Rewrite the AMX patch announcement, starting at the words "- Guest permissions" and stopping after "vCPU is created.", with "vCPU" changed to "virtual CPU" throughout.

* **PROVIDED PASSAGE**
>>>

[PATCH 00/19] AMX Support in KVM

* [PATCH 00/19] AMX Support in KVM
@ 2021-12-08  0:03 Yang Zhong
  2021-12-08  0:03 ` [PATCH 01/19] x86/fpu: Extend prctl() with guest permissions Yang Zhong
                   ` (19 more replies)
  0 siblings, 20 replies; 80+ messages in thread
From: Yang Zhong @ 2021-12-08  0:03 UTC (permalink / raw)
  To: x86, kvm, linux-kernel, tglx, mingo, bp, dave.hansen, pbonzini
  Cc: seanjc, jun.nakajima, kevin.tian, jing2.liu, jing2.liu, yang.zhong

(send on behalf of Jing who is currently on leave)

This series brings AMX (Advanced Matrix eXtensions) virtualization
support to KVM. The three preparation patches in fpu core from 
Thomas [1] are also included. 

A large portion of the changes in this series is to deal with eXtended
Feature Disable (XFD) which allows resizing of the fpstate buffer to 
support dynamically-enabled XSTATE features with large state component
(e.g. 8K for AMX).

The support is based on several key changes (design discussions can be
found in [2]):

  - Guest permissions for dynamically-enabled XSAVE features

    Native tasks have to request permission via prctl() before touching
    a dynamic-resized XSTATE compoenent. Introduce guest permissions 
    for the similar purpose. Userspace VMM is expected to request guest
    permission only once when the first vCPU is created.

    KVM checks guest permission in KVM_SET_CPUID2. Setting XFD in guest
    cpuid w/o proper permissions fails this operation.

  - Extend fpstate reallocation mechanism to cover guest fpu

    Unlike native tasks which have reallocation triggered from #NM 
    handler, guest fpstate reallocation is requested by KVM when it
    detects the guest intention to use dynamically-enabled XSAVE
    features.

    The reallocation request is handled when exiting to userspace
    VMM. This implies that KVM must break vcpu_run() loop and exit
    to userspace VMM instead of immediately resuming back to the guest
    when reallocation is required.

<<<

* **RAW DATA**

>>>

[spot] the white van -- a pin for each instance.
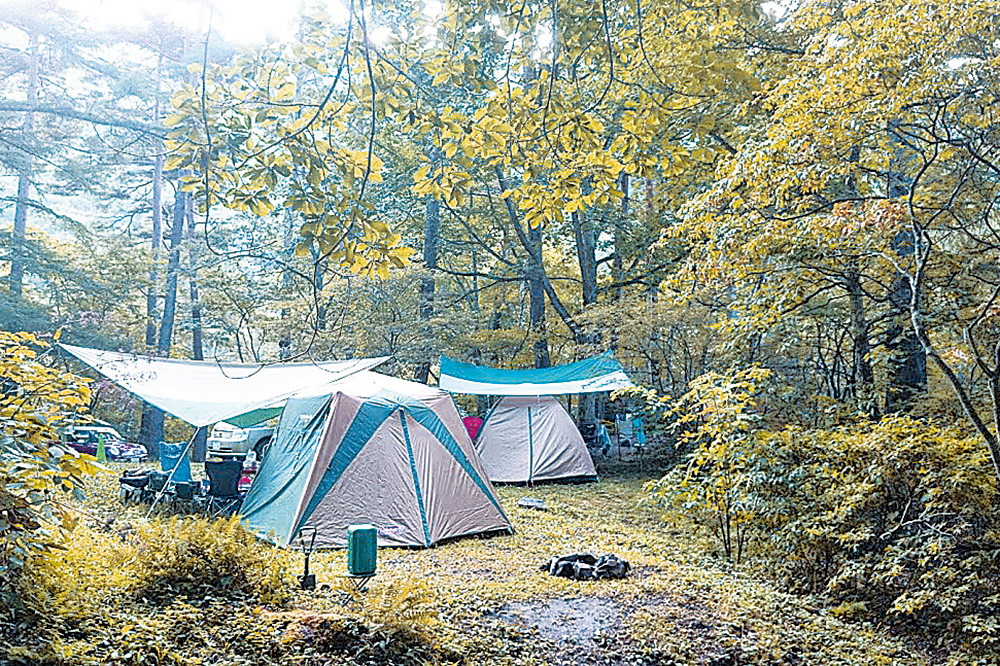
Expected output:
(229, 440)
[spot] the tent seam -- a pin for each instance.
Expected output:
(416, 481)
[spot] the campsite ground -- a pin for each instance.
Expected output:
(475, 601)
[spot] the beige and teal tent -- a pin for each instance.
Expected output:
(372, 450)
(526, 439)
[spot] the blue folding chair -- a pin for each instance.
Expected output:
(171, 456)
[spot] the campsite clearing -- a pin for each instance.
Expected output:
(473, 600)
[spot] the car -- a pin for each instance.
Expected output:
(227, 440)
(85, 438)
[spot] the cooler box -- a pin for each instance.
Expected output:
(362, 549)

<<<
>>>

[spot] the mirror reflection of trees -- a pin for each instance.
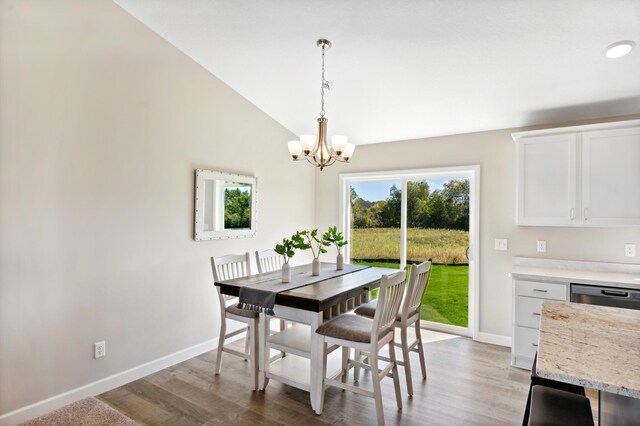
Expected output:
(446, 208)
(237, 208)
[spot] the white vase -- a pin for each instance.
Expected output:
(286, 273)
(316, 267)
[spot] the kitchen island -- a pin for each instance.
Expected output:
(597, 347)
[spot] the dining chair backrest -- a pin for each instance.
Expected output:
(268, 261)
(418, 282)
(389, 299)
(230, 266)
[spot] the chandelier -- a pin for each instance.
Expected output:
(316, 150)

<<<

* **RESULT**
- Guest permissions for dynamically-enabled XSAVE features

    Native tasks have to request permission via prctl() before touching
    a dynamic-resized XSTATE compoenent. Introduce guest permissions 
    for the similar purpose. Userspace VMM is expected to request guest
    permission only once when the first virtual CPU is created.